_Goal of the exercise_:
Scan the data for "below" and copy the lines it appears in.

##### Input records #####

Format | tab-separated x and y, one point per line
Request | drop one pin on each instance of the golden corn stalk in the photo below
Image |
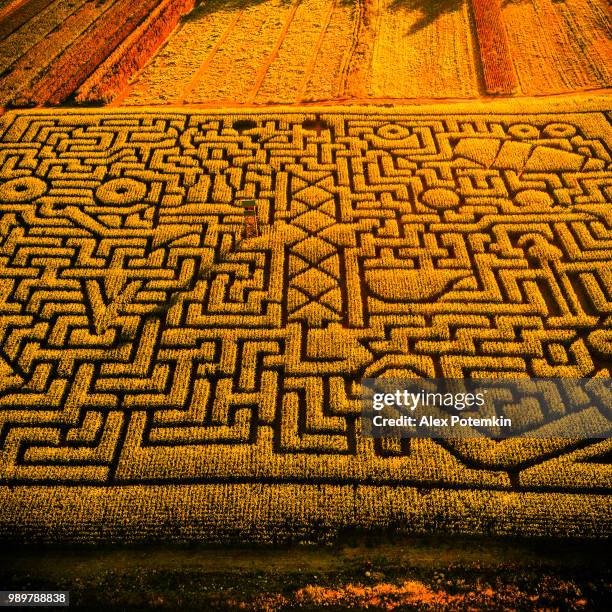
157	370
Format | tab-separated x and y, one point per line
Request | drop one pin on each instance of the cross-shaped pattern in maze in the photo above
143	338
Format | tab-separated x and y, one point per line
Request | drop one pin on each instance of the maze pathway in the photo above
161	373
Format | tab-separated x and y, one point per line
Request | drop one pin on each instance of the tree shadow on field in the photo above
208	7
430	10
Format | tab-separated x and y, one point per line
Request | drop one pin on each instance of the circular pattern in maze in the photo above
145	339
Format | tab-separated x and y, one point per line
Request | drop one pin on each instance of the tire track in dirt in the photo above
263	70
18	14
204	67
355	69
495	56
315	54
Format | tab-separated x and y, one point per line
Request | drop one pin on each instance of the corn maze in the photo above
163	372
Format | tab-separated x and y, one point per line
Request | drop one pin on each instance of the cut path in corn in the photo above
164	372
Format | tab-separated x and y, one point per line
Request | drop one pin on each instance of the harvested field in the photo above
560	47
49	49
163	375
422	50
276	51
228	52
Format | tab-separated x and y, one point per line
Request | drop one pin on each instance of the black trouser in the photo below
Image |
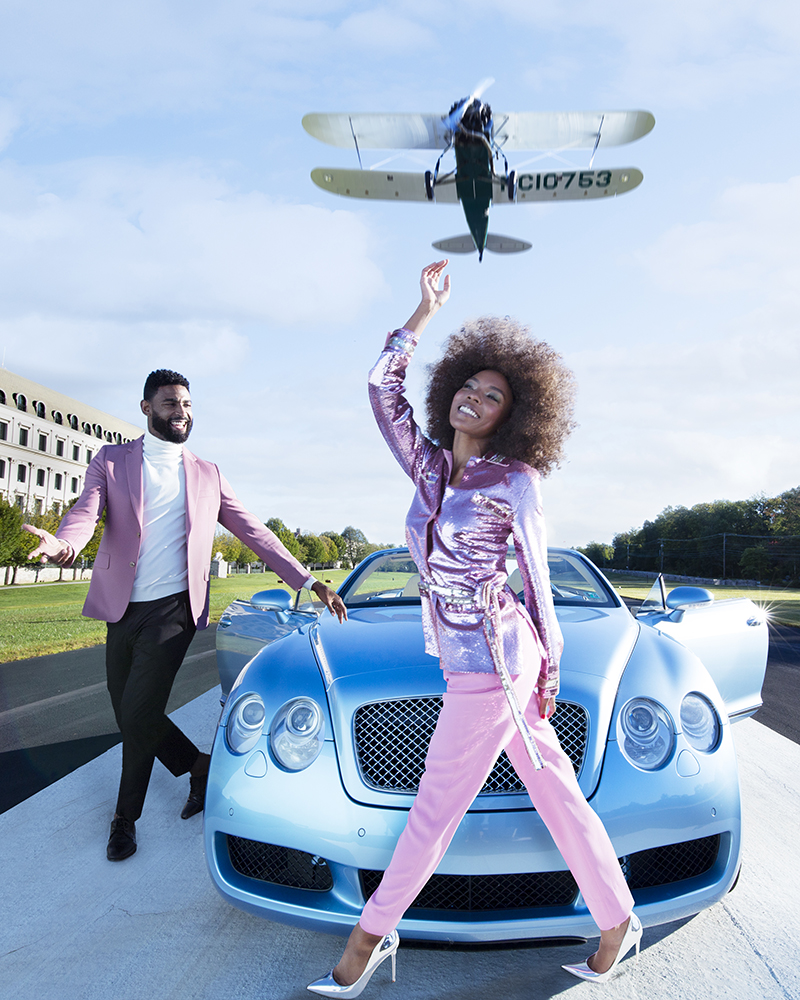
144	651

#####

_Response to this exercise_:
Request | drop one pin on each instance of the golden corn stalk in the photo below
Request | drop one pin on each instance of the black trouser in the photo below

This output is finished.